> [Задание 1]
В каком году, согласно тексту о сторителлинге, Всемирный банк всё больше стали признавать лидером в области управления знаниями?
> [Задание 2]
Повторите дословно фрагмент текста о сторителлинге, начиная со слов «Но эффективный сторителлинг» и далее вплоть до слов «многочисленных крупных организациях.».

> [Текстовый блок]

——

Однако эта сила также является и слабостью. Анализ может будоражить ум, но вряд ли поможет проложить путь к сердцу. А мы должны идти именно туда, если хотим мотивировать людей не только действовать, но делать это с энергией и энтузиазмом. Во времена, когда ради выживания корпорации необходимы разрушительные перемены, лидерам приходится вдохновлять людей действовать незнакомыми и часто нежеланными методами. С помощью отупляющего каскада цифр или ошеломительного потока слайдов этой цели не достичь. Даже самые логичные аргументы обычно не помогают.
Но эффективный сторителлинг часто оказывается самым подходящим средством мотивации. Более того, в некоторых ситуациях не помогает больше ничего. Убедительные аргументы получают из цифр, но обычно одобряют, если они являются частью истории, то есть ряда событий, соединенных в какой-либо последовательности. История может превратить сухие абстрактные цифры в убедительную картину, демонстрирующую цели лидера. Я видел, как это происходило во Всемирном банке – в 2000 году нас все больше стали признавать лидерами в области управления знаниями – а затем и в других многочисленных крупных организациях.

——

> [Исходные данные]
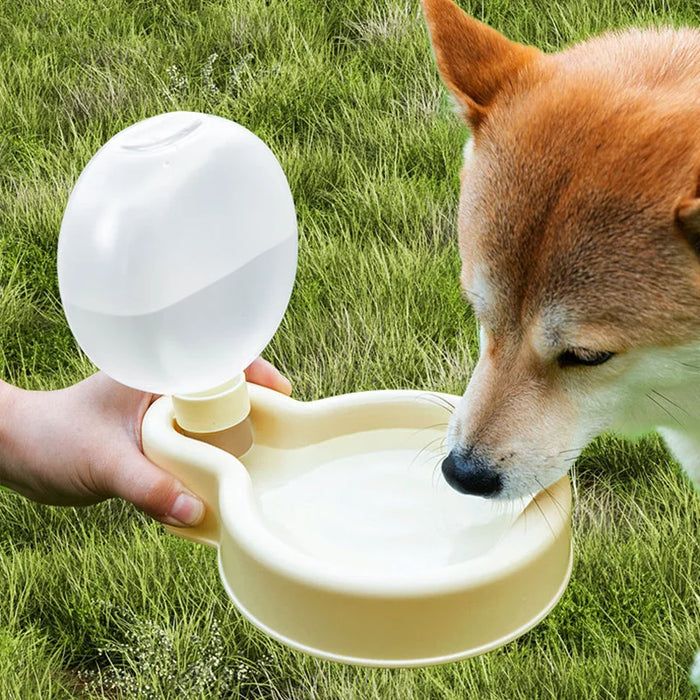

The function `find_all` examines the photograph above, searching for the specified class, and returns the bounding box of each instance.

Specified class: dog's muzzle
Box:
[442,448,502,498]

——

> [Поле для ответа 1]
В 2000 году.

> [Поле для ответа 2]
Но эффективный сторителлинг часто оказывается самым подходящим средством мотивации. Более того, в некоторых ситуациях не помогает больше ничего. Убедительные аргументы получают из цифр, но обычно одобряют, если они являются частью истории, то есть ряда событий, соединенных в какой-либо последовательности. История может превратить сухие абстрактные цифры в убедительную картину, демонстрирующую цели лидера. Я видел, как это происходило во Всемирном банке – в 2000 году нас все больше стали признавать лидерами в области управления знаниями – а затем и в других многочисленных крупных организациях.